- What to produce:
For the entries below, print exactly the lines between the line holding "positive clicks: (416, 230) (422, 438)" and the line holding "positive clicks: (63, 91) (378, 127)", inclusive, and nothing else.

==============================

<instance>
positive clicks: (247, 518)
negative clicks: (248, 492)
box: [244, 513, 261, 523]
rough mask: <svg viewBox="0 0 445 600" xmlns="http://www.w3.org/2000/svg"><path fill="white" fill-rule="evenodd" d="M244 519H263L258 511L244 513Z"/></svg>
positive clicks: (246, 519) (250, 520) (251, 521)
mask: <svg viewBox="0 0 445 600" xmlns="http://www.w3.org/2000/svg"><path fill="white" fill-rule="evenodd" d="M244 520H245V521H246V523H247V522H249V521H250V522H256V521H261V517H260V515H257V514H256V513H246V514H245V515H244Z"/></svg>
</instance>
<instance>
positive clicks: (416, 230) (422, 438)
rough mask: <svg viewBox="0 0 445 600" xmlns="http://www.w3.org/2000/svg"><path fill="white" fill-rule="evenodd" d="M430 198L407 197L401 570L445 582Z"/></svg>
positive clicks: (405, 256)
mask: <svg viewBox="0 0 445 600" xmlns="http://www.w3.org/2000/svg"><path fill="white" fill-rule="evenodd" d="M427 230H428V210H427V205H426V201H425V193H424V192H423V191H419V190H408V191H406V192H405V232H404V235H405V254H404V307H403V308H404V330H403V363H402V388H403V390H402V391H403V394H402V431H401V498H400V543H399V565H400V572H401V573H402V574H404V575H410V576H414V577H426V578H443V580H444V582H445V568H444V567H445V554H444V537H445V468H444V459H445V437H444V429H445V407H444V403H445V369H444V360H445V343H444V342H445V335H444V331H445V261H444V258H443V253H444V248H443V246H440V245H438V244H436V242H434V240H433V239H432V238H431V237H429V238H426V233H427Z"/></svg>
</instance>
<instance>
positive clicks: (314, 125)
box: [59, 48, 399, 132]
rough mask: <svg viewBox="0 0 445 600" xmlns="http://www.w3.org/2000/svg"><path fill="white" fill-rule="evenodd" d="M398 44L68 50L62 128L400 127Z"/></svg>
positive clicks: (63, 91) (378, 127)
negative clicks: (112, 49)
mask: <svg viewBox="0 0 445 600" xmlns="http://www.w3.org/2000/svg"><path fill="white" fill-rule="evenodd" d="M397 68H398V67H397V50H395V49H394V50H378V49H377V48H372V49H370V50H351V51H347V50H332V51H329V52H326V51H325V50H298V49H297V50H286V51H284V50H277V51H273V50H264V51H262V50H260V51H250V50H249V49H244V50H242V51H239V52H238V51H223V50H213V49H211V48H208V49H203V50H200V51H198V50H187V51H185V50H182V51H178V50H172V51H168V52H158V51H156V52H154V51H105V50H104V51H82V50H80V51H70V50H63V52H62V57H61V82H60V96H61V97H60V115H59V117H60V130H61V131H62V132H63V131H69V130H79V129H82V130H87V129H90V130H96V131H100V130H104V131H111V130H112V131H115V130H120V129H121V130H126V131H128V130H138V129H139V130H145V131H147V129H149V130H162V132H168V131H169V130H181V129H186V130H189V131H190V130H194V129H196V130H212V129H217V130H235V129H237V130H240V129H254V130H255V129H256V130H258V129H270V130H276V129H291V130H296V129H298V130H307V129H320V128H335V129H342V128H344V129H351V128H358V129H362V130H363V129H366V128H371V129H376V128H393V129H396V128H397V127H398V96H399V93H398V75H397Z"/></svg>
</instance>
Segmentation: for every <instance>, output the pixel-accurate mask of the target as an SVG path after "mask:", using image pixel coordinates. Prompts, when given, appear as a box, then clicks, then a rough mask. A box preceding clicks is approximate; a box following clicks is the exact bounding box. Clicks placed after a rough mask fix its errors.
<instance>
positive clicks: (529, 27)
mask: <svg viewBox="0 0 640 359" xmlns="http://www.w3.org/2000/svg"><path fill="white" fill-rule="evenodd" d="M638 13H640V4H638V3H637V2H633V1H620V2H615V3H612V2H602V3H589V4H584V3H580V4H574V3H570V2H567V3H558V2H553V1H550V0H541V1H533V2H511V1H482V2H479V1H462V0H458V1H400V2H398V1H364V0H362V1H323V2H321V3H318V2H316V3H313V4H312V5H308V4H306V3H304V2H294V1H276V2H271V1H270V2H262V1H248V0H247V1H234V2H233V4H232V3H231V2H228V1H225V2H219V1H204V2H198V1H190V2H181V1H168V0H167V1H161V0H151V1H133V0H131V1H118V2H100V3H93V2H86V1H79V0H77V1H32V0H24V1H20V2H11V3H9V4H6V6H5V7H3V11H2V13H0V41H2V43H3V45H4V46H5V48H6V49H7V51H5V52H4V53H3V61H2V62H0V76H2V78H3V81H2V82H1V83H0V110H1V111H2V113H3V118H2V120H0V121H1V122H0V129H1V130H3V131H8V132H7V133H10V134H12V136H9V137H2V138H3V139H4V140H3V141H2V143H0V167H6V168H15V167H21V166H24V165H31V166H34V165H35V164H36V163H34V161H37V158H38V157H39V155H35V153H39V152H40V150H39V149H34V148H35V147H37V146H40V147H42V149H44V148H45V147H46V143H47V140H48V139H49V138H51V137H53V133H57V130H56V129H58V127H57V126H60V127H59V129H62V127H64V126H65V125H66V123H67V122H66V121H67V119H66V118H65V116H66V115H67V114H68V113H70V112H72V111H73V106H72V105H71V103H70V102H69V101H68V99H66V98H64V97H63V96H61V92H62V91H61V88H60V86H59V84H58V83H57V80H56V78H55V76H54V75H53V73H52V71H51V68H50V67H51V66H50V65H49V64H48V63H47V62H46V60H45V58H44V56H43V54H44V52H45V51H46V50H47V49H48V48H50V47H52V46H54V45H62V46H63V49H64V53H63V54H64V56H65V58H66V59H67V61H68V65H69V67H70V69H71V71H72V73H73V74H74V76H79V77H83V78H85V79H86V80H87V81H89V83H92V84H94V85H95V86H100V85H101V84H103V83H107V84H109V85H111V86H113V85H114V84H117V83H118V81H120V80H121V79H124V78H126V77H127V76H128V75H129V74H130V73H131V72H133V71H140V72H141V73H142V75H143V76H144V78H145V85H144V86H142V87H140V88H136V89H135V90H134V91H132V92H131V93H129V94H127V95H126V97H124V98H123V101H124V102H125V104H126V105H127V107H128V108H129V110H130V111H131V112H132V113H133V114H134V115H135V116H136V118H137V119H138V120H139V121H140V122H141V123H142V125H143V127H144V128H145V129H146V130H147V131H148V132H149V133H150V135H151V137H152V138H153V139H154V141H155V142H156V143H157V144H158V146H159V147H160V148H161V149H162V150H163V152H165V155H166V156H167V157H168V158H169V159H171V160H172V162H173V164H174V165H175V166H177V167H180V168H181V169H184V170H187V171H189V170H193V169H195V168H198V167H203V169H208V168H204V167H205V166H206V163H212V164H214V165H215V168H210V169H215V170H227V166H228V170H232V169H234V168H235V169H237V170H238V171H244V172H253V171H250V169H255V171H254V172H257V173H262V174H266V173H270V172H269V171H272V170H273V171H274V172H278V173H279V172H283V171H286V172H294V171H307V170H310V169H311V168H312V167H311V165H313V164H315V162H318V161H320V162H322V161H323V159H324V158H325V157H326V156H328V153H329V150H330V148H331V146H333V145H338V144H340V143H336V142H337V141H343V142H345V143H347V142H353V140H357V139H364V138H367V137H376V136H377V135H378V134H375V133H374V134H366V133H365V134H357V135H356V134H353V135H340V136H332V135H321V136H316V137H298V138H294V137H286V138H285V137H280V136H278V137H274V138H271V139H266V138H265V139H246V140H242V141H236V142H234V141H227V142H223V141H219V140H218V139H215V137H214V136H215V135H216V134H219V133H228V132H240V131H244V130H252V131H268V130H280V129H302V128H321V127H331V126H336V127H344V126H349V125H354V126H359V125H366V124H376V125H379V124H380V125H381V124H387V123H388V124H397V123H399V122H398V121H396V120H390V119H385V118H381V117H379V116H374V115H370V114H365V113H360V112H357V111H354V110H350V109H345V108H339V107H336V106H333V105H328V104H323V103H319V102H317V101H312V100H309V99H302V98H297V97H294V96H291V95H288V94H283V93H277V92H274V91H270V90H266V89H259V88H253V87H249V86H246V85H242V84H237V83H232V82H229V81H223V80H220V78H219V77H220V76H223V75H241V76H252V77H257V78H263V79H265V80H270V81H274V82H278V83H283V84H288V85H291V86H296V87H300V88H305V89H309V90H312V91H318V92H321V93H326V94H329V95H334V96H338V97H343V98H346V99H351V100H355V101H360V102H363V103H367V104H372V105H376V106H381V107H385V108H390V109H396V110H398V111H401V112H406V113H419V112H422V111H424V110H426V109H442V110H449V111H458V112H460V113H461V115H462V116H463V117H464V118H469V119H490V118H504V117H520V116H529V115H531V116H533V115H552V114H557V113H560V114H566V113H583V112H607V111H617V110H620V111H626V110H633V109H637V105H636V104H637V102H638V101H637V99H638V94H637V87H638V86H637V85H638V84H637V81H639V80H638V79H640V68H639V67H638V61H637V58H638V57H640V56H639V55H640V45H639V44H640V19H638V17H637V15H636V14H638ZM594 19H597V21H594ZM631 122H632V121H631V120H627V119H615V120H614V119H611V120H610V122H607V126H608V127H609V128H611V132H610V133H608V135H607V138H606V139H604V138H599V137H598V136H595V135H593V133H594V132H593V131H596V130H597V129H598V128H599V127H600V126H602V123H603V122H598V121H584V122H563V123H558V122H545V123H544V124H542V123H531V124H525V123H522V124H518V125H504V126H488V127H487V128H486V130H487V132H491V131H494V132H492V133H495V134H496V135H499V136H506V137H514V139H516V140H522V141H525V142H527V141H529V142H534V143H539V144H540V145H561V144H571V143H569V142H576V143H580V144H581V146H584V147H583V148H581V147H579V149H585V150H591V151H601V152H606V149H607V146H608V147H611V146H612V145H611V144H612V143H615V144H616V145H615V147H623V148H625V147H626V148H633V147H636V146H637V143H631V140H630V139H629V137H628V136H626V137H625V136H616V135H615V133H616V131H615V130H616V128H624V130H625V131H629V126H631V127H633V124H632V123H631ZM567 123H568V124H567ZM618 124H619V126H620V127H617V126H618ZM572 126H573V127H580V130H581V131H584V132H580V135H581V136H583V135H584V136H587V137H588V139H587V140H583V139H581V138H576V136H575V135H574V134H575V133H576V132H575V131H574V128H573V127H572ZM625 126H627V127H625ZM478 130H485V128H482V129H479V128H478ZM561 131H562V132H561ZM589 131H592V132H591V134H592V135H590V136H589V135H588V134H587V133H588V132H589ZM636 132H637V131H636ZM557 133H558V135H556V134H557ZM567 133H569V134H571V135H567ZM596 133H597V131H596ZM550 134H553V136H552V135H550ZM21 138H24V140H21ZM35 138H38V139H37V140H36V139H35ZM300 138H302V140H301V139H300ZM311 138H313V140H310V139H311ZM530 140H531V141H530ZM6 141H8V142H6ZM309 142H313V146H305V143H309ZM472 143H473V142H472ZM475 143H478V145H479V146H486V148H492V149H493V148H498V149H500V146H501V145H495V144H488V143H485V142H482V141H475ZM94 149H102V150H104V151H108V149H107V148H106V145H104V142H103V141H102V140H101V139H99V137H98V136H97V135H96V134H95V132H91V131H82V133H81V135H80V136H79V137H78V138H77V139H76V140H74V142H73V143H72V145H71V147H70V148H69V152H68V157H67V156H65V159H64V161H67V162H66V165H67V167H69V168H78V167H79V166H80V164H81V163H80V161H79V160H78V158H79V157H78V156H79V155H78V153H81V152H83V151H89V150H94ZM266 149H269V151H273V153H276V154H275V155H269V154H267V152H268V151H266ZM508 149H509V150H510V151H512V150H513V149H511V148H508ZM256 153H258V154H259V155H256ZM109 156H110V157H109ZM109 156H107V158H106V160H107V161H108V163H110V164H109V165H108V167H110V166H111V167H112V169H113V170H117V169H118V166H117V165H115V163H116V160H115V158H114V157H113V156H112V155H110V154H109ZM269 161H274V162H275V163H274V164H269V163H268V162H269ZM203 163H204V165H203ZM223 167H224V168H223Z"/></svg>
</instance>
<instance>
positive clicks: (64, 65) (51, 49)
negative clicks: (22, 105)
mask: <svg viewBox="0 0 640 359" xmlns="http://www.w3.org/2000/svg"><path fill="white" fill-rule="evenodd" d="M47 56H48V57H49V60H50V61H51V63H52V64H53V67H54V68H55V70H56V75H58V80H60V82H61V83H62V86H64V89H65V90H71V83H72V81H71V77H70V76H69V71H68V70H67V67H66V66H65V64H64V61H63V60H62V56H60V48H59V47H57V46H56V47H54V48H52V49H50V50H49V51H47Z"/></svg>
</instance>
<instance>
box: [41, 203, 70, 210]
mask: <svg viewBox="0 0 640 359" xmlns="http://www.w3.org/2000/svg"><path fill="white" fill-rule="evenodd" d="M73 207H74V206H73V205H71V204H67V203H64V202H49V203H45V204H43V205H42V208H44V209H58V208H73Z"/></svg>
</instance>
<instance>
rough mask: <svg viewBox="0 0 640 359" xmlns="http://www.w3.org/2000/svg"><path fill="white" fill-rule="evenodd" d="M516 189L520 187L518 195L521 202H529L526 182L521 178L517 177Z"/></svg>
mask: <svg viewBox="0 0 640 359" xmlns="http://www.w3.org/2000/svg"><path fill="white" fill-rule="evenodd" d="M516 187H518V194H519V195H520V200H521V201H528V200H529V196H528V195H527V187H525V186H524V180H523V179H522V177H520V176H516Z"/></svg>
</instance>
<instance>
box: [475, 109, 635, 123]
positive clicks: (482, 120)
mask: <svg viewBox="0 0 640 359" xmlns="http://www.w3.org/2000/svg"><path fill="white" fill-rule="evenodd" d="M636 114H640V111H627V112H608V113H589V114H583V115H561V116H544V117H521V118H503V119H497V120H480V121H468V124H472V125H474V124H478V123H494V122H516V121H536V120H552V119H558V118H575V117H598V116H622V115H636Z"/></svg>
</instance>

==============================

- Solved exercise:
positive clicks: (416, 230) (422, 438)
rough mask: <svg viewBox="0 0 445 600" xmlns="http://www.w3.org/2000/svg"><path fill="white" fill-rule="evenodd" d="M430 198L407 197L401 570L445 582Z"/></svg>
positive clicks: (405, 256)
mask: <svg viewBox="0 0 445 600" xmlns="http://www.w3.org/2000/svg"><path fill="white" fill-rule="evenodd" d="M427 230H428V210H427V205H426V201H425V193H424V192H423V191H419V190H408V191H406V192H405V232H404V235H405V254H404V307H403V308H404V330H403V363H402V388H403V390H402V391H403V394H402V431H401V498H400V543H399V565H400V572H401V573H402V574H404V575H410V576H414V577H426V578H443V580H444V582H445V568H444V567H445V554H444V537H445V468H444V459H445V437H444V429H445V407H444V403H445V369H444V360H445V343H444V342H445V335H444V331H445V261H444V258H443V253H444V248H443V246H440V245H438V244H436V242H434V240H433V239H432V238H431V237H429V238H426V233H427Z"/></svg>
</instance>
<instance>
positive clicks: (314, 125)
box: [59, 48, 399, 132]
rough mask: <svg viewBox="0 0 445 600" xmlns="http://www.w3.org/2000/svg"><path fill="white" fill-rule="evenodd" d="M398 44L68 50L62 128L400 127Z"/></svg>
positive clicks: (63, 91) (378, 127)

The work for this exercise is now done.